== Problem details ==
All lines of the records below that contain the word "point" must be listed.

(Saved data entries)
== Segment start ==
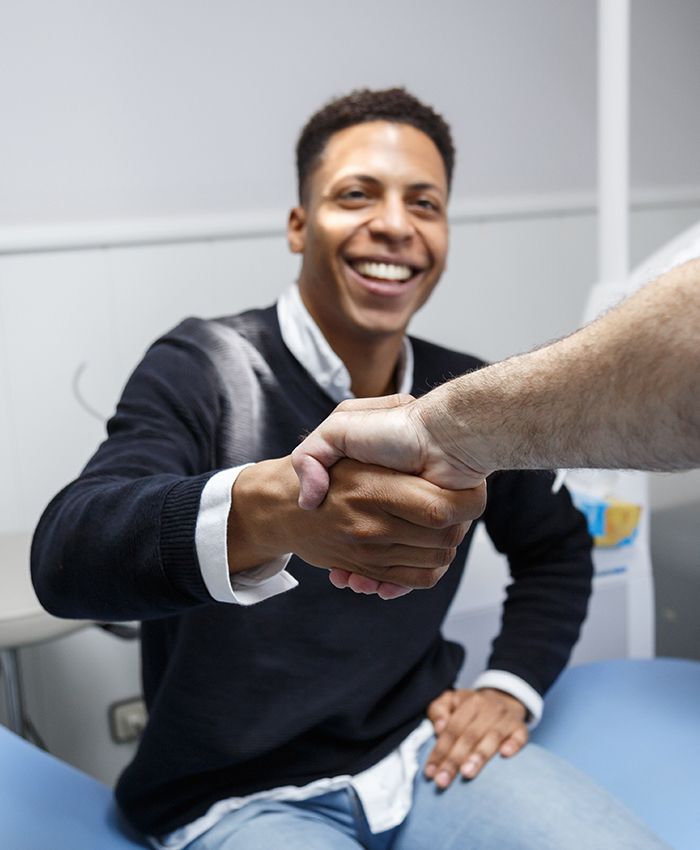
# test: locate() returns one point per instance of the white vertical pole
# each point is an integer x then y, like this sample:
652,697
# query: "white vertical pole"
613,140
== Segment end ==
== Exercise answer ==
# test: locate() returns one point per instance of the white vertical pole
# each point is an integer x then y, like this sample:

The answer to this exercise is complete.